HOME > アズビルについて > 会社PR > 会社紹介資料 > azbil Technical Review > 2016 > 巻頭言:人を中心としたオートメーションに向けて

巻頭言:人を中心としたオートメーションに向けて

加納 学
Manabu Kano
京都大学大学院情報学研究科システム科学専攻 教授
Professor, Department of Systems Science, Graduate School of Informatics, Kyoto University

日本人男性の健康寿命は71.19歳,女性は74.12歳で,それぞれ平均寿命よりも9.02年,12.40年短い。これは2013年のデータであるが,日常生活に制限のある健康ではない期間が人生の1割以上を占めていることになる。史記には秦の始皇帝が不老不死を求めて徐福を蓬莱へ遣わしたと記されているが,さらに2千年前には既にギルガメシュ叙事詩に不老不死の話が出てくる。日本では古事記に,垂仁天皇の勅命を受けたタヂマモリ(多選摩毛理)が食べると不死になるというトキジクノカクノコノミ(登岐士玖能迦玖能木賓)を持ち帰ったとある。人間が長寿や健康を願うのは自然であり,それを叶えるための医学として古いものには,ギリシャ医学を起源とするユナニ医学,インドのアーユルヴェーダ,そして中国医学がある。これらの伝統医学は全体としての調和を重視している。
□ □ □ □
**作業指示**. 本文で、長寿や健康を叶えるための古い医学として挙げられているものをすべて書き出してください。

**記録データ**.
□ □ □ □
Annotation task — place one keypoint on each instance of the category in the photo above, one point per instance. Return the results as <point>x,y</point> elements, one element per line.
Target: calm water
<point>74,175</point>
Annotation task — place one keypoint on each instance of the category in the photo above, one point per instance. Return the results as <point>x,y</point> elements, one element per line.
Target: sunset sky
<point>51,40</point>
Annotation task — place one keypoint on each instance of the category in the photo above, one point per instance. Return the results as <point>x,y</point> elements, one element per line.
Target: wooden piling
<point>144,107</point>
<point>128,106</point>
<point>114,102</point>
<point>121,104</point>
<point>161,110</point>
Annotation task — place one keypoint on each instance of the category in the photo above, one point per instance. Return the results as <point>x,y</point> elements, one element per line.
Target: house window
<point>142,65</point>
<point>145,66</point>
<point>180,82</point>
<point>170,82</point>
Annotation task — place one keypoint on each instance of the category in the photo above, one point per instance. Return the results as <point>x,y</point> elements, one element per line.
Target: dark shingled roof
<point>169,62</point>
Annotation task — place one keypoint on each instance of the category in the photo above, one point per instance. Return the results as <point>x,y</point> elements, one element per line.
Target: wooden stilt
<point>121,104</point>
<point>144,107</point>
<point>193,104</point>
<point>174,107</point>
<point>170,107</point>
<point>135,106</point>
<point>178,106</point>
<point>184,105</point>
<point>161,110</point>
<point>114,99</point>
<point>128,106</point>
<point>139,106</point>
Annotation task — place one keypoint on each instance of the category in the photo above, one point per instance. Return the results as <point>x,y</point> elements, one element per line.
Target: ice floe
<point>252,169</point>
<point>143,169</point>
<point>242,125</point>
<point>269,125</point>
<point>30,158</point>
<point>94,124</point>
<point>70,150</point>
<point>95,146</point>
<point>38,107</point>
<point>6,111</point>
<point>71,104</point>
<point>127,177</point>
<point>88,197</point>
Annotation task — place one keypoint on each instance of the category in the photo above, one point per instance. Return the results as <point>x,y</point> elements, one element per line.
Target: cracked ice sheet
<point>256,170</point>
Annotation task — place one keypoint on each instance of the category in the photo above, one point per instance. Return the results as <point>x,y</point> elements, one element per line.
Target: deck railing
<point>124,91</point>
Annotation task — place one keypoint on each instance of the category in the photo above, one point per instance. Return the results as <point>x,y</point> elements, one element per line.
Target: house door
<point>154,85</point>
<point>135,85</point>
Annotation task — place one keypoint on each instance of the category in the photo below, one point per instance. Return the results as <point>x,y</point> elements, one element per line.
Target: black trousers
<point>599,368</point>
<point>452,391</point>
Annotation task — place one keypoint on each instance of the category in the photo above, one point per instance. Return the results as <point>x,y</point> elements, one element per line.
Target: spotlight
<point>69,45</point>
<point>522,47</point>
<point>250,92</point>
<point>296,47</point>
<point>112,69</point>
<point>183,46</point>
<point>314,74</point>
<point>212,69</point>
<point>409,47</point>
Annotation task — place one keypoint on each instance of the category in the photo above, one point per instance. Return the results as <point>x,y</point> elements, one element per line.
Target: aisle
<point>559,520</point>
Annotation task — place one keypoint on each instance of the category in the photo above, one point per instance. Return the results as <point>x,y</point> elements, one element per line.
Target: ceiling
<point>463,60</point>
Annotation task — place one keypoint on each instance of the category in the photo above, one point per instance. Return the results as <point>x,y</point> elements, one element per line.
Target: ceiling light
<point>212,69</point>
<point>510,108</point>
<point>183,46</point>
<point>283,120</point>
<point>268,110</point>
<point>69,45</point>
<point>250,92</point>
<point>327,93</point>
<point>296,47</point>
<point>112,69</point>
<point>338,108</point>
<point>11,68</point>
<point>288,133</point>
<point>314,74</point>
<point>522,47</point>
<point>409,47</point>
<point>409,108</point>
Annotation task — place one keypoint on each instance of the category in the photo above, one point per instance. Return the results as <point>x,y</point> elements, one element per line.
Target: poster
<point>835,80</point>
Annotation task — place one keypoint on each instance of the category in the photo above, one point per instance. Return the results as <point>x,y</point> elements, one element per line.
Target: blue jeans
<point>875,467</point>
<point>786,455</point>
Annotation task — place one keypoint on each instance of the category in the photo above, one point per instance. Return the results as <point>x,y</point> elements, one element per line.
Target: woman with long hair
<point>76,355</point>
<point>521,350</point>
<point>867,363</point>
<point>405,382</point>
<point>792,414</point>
□ □ □ □
**解答**. ユナニ医学、アーユルヴェーダ、中国医学